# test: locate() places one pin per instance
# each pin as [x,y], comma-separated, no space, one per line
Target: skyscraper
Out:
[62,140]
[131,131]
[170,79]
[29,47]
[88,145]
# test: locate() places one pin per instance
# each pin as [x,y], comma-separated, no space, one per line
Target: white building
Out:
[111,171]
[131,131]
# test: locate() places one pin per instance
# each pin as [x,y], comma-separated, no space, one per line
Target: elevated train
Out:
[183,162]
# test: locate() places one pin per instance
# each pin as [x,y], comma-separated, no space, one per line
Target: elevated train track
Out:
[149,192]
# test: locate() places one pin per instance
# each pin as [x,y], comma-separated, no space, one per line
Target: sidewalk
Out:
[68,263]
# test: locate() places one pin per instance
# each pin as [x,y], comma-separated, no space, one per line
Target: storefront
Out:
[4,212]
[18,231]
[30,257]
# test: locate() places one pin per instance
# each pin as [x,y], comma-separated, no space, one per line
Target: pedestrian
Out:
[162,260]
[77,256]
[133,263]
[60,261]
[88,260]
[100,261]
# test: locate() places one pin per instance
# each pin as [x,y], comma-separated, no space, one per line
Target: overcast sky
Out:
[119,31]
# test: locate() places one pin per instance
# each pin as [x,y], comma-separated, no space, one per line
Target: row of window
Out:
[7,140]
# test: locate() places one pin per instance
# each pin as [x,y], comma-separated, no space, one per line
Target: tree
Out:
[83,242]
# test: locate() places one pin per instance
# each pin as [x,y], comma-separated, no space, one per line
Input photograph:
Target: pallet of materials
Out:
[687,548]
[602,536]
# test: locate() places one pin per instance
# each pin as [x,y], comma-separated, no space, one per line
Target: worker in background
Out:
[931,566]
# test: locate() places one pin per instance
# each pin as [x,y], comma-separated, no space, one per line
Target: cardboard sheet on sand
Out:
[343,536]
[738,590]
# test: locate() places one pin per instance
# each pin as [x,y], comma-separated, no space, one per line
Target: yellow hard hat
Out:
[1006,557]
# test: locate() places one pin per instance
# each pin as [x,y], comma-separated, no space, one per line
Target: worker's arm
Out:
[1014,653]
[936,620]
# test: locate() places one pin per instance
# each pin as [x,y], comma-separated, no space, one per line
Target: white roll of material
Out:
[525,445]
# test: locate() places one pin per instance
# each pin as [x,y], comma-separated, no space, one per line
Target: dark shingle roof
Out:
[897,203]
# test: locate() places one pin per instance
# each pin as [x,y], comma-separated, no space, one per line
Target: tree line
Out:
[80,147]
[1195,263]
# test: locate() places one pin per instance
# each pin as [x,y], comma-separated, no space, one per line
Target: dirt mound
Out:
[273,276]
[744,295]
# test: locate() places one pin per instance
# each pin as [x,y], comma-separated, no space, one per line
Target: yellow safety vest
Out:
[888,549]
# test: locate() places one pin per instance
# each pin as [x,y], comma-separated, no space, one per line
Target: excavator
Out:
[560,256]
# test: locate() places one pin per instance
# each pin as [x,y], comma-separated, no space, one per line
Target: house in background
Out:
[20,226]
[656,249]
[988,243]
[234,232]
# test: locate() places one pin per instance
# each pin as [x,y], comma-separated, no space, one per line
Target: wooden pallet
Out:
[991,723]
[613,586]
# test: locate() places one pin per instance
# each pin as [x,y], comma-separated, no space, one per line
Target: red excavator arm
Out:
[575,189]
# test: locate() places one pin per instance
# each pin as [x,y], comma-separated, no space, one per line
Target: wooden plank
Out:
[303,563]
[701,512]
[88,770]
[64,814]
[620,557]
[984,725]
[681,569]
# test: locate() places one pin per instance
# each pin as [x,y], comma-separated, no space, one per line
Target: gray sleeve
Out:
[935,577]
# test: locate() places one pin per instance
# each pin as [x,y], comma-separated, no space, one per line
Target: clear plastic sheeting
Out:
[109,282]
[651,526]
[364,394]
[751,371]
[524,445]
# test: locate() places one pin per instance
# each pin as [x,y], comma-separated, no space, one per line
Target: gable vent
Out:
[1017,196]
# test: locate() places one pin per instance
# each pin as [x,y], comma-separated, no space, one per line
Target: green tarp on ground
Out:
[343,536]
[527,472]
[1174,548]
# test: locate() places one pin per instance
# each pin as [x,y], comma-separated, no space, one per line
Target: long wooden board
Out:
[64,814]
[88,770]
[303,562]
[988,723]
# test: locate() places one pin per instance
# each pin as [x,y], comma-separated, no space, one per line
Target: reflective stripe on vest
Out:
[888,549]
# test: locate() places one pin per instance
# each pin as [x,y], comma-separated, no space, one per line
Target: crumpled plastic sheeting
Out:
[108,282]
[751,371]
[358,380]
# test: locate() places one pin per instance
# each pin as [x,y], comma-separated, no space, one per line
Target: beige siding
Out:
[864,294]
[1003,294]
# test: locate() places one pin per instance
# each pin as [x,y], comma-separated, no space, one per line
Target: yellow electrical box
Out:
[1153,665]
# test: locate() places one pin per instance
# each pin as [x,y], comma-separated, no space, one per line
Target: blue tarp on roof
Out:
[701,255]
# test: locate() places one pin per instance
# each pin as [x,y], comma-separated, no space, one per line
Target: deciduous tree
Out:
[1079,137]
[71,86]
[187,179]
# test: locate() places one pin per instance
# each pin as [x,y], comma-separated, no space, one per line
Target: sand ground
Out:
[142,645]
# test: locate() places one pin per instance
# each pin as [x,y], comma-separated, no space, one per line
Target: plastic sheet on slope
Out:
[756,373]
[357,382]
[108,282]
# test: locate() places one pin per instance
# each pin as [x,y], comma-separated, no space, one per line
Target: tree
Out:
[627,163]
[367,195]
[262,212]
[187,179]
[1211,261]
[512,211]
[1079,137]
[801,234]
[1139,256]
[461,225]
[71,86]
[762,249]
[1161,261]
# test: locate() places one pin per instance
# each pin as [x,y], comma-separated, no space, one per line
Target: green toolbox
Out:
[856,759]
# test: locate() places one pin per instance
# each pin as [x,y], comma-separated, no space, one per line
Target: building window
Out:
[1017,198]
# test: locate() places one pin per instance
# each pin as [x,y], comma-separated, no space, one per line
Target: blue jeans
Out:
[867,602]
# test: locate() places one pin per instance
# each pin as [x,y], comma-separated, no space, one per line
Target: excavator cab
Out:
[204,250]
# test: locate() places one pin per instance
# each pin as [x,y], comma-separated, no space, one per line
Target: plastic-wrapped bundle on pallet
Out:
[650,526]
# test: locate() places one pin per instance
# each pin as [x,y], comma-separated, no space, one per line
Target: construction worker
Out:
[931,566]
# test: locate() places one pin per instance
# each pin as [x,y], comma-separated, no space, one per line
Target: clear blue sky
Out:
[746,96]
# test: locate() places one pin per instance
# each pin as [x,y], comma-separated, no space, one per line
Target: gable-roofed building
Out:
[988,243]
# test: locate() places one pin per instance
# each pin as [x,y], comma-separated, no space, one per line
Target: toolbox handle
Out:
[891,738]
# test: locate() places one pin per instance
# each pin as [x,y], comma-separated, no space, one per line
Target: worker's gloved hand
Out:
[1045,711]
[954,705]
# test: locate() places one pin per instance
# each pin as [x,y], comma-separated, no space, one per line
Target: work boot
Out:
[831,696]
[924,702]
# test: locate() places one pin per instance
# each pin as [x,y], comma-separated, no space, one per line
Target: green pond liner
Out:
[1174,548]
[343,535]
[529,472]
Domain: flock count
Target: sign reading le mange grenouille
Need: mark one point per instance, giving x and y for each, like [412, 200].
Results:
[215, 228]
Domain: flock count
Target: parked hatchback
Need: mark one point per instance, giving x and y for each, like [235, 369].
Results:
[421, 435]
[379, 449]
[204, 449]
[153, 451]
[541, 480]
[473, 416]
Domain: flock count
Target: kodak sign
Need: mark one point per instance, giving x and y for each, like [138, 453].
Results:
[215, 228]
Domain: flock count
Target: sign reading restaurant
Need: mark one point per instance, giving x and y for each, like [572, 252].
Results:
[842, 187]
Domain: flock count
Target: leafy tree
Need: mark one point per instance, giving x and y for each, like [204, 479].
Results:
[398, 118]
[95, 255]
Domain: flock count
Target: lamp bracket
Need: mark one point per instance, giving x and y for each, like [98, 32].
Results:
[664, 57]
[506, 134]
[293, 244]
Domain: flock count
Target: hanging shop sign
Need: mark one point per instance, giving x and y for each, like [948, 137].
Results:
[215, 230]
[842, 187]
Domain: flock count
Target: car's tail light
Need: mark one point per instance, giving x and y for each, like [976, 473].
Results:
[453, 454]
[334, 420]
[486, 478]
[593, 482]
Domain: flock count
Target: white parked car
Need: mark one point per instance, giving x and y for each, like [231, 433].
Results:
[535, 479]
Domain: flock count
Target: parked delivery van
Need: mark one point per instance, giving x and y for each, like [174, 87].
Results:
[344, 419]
┄┄┄┄┄┄┄┄┄┄┄┄┄┄┄┄┄┄┄┄
WHAT YOU WILL DO ▸
Gather each line from the rows above that contains the word "tarp", and list those lines.

RESULT OF THIS EXERCISE ▸
Target: green tarp on ground
Target: blue tarp on roof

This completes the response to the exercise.